▸ CHALLENGE: Copy the records from the line with "the white salt" up to and including the line with "[215, 63, 300, 80]", requests included, and shift every bounding box coordinate in the answers up by 127.

▸ PROVIDED MATERIAL:
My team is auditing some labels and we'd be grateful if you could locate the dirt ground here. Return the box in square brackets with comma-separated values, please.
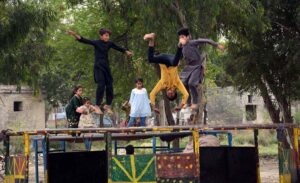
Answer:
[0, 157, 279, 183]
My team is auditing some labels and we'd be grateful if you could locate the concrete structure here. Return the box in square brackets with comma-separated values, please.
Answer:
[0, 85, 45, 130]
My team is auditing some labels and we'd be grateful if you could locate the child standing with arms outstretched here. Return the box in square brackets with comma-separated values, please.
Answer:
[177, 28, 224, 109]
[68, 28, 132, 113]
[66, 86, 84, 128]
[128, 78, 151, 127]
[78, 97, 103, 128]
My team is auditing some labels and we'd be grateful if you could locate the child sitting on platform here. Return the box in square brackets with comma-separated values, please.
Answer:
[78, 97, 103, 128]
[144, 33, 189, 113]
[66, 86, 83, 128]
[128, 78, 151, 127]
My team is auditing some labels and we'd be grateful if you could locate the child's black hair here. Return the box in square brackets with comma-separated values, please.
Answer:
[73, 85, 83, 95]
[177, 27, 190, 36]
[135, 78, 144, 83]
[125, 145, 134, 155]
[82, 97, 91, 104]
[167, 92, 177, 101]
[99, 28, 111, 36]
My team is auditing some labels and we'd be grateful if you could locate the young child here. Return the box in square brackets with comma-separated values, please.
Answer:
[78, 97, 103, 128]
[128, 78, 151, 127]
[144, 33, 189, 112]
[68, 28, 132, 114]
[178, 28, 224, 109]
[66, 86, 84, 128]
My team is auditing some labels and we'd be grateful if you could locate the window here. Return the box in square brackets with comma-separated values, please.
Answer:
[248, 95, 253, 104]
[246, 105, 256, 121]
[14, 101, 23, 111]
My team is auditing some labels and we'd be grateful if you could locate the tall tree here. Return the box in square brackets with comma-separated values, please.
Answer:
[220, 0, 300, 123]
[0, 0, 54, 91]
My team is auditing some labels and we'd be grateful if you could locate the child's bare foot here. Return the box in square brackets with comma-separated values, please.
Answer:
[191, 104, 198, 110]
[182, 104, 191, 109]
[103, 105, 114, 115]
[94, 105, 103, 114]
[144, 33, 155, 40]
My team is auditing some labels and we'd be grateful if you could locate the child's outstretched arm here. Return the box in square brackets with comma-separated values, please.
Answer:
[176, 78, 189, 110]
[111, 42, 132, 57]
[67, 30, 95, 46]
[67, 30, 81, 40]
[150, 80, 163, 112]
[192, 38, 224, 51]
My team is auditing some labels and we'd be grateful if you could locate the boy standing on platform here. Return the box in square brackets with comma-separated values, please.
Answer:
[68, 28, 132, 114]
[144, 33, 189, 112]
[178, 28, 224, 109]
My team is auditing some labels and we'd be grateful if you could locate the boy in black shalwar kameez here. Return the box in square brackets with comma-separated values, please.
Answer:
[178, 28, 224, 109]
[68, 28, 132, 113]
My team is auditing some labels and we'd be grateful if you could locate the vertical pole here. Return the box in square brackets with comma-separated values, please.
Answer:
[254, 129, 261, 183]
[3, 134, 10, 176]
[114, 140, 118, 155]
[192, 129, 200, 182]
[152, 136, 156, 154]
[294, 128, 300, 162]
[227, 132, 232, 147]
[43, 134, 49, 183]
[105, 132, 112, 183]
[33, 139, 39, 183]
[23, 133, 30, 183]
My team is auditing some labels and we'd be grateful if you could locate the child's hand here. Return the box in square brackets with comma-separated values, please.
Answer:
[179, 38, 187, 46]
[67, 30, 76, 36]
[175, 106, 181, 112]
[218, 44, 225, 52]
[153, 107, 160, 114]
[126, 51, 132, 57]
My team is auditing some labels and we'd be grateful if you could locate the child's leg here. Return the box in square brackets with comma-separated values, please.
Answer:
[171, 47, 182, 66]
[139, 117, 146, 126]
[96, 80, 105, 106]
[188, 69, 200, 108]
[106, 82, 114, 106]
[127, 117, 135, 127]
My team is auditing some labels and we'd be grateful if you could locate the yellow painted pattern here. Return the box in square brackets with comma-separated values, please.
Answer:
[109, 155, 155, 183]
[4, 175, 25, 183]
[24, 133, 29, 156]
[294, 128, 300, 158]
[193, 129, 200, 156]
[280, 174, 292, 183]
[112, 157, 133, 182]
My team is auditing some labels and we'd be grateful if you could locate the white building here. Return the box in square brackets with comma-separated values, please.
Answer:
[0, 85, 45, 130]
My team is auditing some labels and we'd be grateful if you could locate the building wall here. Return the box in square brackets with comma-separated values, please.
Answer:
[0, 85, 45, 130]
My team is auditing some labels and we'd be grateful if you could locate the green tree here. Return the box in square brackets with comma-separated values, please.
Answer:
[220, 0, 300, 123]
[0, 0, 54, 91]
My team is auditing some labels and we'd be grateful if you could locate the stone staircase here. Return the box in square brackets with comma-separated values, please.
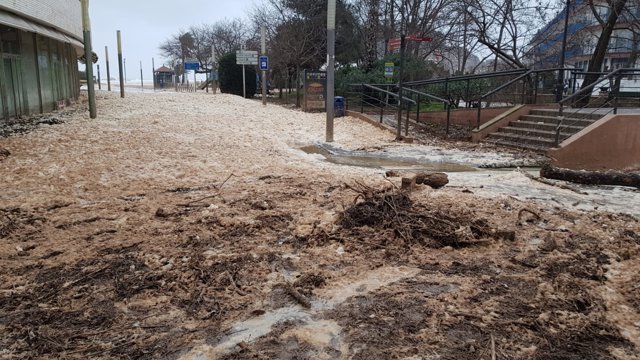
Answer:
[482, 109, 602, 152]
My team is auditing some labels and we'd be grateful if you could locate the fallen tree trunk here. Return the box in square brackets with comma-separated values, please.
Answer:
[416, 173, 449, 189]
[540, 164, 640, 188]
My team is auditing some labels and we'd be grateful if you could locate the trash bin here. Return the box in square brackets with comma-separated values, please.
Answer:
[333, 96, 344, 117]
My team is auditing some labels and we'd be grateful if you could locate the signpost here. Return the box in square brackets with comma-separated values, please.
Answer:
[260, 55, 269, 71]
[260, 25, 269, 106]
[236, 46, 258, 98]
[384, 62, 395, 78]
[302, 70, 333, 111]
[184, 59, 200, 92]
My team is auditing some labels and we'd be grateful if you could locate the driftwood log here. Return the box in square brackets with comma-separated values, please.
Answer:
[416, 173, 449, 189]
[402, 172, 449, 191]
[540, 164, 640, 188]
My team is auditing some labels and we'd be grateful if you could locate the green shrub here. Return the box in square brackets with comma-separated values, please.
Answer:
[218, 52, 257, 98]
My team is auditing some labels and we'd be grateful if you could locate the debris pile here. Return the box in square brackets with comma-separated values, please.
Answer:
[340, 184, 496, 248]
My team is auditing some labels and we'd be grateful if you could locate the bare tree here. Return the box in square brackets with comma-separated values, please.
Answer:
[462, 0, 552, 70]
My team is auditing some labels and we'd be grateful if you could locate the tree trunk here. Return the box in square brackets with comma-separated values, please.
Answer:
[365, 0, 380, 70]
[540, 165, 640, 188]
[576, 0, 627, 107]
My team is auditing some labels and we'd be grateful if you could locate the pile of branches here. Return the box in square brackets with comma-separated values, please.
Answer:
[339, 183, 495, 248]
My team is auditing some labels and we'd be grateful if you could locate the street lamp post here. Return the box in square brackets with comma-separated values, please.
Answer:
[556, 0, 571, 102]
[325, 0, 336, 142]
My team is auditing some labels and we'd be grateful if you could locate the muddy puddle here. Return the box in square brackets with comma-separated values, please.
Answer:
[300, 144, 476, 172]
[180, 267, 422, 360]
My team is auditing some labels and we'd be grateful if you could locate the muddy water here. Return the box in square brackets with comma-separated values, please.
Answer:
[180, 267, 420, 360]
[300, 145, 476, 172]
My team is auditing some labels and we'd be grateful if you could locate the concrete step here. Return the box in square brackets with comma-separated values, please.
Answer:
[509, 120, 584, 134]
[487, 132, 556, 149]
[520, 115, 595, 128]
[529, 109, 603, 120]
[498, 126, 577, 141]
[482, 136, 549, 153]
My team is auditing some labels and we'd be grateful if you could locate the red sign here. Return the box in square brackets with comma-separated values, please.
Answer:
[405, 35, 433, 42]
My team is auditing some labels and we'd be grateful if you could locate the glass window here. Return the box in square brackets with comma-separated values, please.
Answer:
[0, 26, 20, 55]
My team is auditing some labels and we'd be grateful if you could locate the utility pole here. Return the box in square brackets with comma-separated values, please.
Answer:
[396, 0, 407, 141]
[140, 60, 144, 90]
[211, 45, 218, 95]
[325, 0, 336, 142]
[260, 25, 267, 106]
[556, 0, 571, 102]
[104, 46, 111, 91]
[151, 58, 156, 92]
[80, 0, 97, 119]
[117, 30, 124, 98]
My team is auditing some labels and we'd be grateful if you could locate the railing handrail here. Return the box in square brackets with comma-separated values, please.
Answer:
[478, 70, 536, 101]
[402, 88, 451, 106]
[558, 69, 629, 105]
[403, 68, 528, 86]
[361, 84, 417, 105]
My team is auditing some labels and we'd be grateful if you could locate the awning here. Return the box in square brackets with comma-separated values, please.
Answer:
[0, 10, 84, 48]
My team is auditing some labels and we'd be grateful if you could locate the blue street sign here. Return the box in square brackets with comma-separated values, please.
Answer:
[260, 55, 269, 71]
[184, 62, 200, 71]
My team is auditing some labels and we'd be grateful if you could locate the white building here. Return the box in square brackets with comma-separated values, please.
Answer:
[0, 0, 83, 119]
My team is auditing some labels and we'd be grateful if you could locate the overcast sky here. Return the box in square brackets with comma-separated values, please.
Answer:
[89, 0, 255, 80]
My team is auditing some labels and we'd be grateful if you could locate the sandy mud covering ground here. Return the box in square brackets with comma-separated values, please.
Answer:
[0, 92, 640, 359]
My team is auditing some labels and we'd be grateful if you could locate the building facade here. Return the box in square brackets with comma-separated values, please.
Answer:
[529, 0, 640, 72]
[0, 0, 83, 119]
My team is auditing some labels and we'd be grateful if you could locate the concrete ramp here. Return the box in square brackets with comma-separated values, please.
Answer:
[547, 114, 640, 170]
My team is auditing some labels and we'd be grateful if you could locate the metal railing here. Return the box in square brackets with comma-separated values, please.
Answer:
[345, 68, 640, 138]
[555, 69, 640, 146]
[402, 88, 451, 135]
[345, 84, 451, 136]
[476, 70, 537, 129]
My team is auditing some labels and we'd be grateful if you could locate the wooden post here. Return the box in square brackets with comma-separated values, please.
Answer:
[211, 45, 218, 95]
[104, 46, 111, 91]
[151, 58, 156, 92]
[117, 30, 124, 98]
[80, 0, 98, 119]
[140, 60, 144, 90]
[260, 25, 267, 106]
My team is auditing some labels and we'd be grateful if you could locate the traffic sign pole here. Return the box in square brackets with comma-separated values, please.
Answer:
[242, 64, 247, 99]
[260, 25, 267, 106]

--

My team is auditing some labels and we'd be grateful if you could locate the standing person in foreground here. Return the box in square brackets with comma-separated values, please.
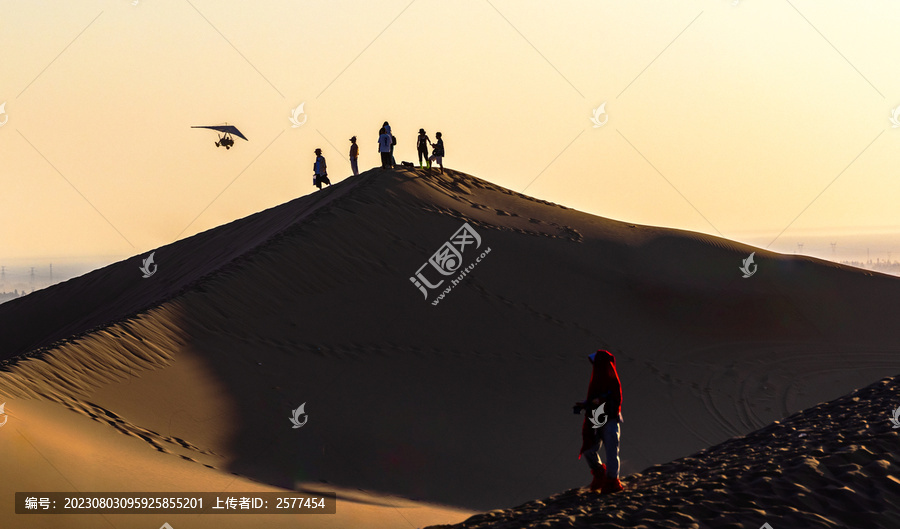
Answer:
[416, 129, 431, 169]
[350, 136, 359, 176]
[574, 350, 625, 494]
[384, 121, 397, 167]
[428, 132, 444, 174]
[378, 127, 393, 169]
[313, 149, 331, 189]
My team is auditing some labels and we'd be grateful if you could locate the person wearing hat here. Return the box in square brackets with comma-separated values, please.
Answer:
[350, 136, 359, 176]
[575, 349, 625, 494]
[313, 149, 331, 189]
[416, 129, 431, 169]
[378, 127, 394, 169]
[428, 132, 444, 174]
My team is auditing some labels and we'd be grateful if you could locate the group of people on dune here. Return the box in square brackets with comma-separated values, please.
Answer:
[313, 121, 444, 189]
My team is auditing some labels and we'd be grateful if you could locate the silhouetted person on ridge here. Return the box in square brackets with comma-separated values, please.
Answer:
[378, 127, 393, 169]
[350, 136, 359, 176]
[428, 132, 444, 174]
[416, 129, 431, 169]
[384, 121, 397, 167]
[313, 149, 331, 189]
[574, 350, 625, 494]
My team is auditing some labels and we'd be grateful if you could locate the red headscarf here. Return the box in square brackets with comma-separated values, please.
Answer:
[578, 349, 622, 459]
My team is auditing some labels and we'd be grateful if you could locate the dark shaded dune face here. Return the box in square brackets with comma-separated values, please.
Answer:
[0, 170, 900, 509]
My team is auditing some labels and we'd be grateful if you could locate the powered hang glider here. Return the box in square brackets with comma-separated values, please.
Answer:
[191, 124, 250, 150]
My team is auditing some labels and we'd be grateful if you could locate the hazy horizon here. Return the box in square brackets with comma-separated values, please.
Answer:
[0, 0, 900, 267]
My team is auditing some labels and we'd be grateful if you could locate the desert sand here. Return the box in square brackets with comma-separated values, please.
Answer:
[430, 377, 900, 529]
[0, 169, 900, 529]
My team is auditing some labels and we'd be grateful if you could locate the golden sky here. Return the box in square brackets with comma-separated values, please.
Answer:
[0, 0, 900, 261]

* * *

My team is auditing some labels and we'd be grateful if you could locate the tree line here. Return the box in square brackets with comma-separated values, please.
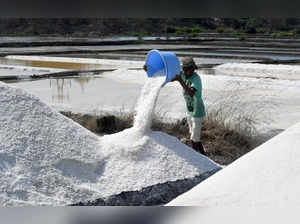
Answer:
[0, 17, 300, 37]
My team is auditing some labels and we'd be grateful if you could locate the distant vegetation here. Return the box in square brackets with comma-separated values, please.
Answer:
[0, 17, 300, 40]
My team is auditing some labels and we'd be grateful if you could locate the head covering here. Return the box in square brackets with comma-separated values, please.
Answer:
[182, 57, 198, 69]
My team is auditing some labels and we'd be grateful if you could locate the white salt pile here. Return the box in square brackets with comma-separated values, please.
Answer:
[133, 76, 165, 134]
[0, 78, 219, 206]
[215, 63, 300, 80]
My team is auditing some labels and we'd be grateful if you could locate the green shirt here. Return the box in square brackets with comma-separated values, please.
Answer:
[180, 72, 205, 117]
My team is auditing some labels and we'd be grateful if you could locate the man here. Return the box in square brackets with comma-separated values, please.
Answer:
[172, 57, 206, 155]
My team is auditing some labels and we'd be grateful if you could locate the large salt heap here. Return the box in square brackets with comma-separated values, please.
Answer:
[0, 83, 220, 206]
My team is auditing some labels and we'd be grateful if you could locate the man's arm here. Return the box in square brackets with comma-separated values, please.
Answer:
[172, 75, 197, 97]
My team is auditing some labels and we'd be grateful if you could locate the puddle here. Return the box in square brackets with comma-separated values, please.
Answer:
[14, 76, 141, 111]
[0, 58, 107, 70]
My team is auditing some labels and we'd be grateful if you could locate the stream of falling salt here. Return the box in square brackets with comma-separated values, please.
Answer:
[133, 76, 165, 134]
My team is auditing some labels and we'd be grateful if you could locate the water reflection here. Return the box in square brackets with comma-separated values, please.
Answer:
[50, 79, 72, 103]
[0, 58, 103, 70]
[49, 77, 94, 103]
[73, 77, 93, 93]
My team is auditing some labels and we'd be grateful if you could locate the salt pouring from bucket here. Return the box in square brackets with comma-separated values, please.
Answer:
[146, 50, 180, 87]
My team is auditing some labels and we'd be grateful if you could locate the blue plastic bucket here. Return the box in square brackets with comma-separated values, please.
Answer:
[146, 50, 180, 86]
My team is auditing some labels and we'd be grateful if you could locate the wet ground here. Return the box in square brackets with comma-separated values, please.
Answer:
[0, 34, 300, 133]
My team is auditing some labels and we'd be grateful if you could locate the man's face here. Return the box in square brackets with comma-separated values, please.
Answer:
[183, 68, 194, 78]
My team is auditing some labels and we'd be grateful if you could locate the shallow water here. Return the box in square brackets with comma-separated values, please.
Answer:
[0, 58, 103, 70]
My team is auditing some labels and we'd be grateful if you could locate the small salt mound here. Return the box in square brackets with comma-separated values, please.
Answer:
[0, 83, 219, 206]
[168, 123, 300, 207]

▸ TASK ANSWER:
My team is auditing some labels and we'd be grateful if you could locate the white salt pile here. Return the box in square brackets with comma-separated values, please.
Answer:
[260, 203, 292, 261]
[127, 205, 346, 333]
[342, 190, 427, 207]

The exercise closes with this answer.